§ **PROVIDED INFORMATION**:
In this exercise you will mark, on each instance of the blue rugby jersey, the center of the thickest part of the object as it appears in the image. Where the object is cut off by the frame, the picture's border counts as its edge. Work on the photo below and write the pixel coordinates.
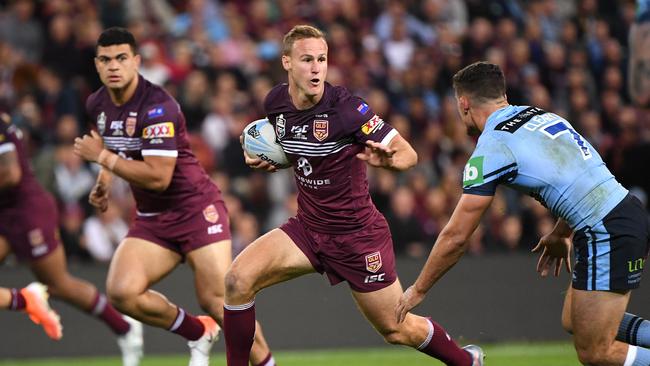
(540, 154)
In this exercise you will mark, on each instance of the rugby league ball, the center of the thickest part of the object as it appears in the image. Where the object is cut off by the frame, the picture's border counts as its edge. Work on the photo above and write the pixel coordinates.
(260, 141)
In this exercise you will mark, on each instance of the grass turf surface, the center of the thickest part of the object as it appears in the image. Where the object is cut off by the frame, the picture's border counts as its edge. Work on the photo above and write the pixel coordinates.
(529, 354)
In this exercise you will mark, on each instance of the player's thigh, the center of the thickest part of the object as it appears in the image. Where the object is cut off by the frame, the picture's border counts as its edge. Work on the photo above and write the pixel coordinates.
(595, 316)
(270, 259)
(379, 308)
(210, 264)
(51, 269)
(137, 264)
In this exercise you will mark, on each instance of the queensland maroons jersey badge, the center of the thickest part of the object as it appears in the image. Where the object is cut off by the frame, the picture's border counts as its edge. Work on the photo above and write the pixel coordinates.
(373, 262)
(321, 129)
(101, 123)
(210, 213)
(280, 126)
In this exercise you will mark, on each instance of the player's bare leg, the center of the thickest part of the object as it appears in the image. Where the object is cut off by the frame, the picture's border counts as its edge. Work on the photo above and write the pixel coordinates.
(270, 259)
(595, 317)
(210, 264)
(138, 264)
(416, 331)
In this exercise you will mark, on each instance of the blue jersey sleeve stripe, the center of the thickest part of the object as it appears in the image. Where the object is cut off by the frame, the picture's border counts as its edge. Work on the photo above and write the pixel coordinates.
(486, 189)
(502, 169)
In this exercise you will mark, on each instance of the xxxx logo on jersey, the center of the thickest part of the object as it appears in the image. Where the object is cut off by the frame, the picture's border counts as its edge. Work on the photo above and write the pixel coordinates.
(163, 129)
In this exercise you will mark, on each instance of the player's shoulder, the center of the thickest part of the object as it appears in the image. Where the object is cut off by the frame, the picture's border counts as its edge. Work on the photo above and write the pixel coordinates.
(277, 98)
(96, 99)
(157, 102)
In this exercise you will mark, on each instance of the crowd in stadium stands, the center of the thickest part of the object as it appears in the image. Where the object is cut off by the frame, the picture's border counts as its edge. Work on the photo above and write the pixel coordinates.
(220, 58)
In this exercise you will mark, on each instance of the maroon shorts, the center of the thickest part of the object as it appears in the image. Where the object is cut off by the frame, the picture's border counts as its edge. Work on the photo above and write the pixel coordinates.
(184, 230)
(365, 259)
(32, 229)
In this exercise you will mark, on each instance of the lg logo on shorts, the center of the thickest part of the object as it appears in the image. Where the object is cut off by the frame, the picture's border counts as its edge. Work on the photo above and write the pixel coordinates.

§ **TASK**:
Print the data above exactly, minus pictures.

§ **REPLY TO THE TASK**:
In this exercise you will mark, on each instance of the blue rugby jersey, the center of the thickest part of the object as it appears in the image. Where the object is cut off by the frame, the picture's border counts as its edge. Work on the photo below and write the pixel coordinates.
(540, 154)
In this exercise you will mark, on each instance of the rugby league ball, the center of the thickest part of the object as it appears in the image. Where the object is cut off by the frame, the picture's border counts as its edge. Work on the photo above and write the pixel coordinates.
(260, 141)
In this exercise you will mark, on each instance of the grass turf surface, the center of the thickest part of the object as it appears in the image. Where the object is cut off by the frame, the picture's border counts as its edge. Work on the photo above and write the pixel coordinates.
(529, 354)
In this exercise you will mark, on each instance of the player's thigh, the center of the thickest part of the object as it appears in the image. Where the object is cut off by the frame, the picture's border counts as its edge. Work on the photo above and write the pixel coordinates.
(595, 316)
(270, 259)
(379, 308)
(210, 264)
(51, 269)
(137, 264)
In this exercise you will mark, on each instance of the queensland maroons jersey badge, the center of the thickest part of the object as it appears in the image. Where the object is cut off by the frame, the picture's border counts as its edge. Work on the photo above and write the pixel coordinates.
(373, 262)
(321, 129)
(101, 123)
(210, 213)
(280, 126)
In this exercise you will mark, on each instance of the player's bare leg, the center of the thickest part of the object as it appears in the image. Where the object is cut off by the frame, the picture's border counts as its edge. Work on the photo above and write the pixel coordinates.
(270, 259)
(595, 317)
(210, 264)
(138, 264)
(416, 331)
In this exercise you will mark, on each instance of the blue jersey sleeve stripe, the center of the thickest part of the object as it appears in the image. Where the object is cut off by the frame, the picture's border counts as its edge. Work on the photo above and write the pixel coordinates.
(486, 189)
(502, 169)
In this exercise you will mark, on each instance of the xxxx logo on jersey, the center of the thickest part of the object as it appears in the image. Where the object is cut off by the frame, the picture's border counts as its edge. Work on the photo above and write the pixel coordinates.
(163, 129)
In this exercise you will mark, on each instance of the player's shoulder, the center of the thickest part of the object as it appears in the image. Where the object is cut off by the frame, the picture's border counts as its edge. Work on the photo above and write the pixel coordinates.
(277, 98)
(96, 99)
(157, 102)
In this exercise you will mark, on each instance of the crowd in stadium stands, the center of the thickest part of the object as it appears in the image. Where the object is cut off by the frame, the picture's border counts as its edge. Work on the photo above and write the pixel coordinates.
(220, 58)
In this exercise you will mark, on each instance of the maroon shorts, the center of the thickest part of the object as it appears in the image. Where the object is cut off by the frame, the picture's border counts as its edge. Work on the photo above and write the pixel coordinates.
(184, 230)
(365, 259)
(32, 229)
In this exercise you will mark, on each instance of the lg logo on shorts, the center of the thickest part of the object as it appears in the image. Where the object is cut off by the frame, the picture's border counts as its edge. Work on the photo above and write the pixel coordinates.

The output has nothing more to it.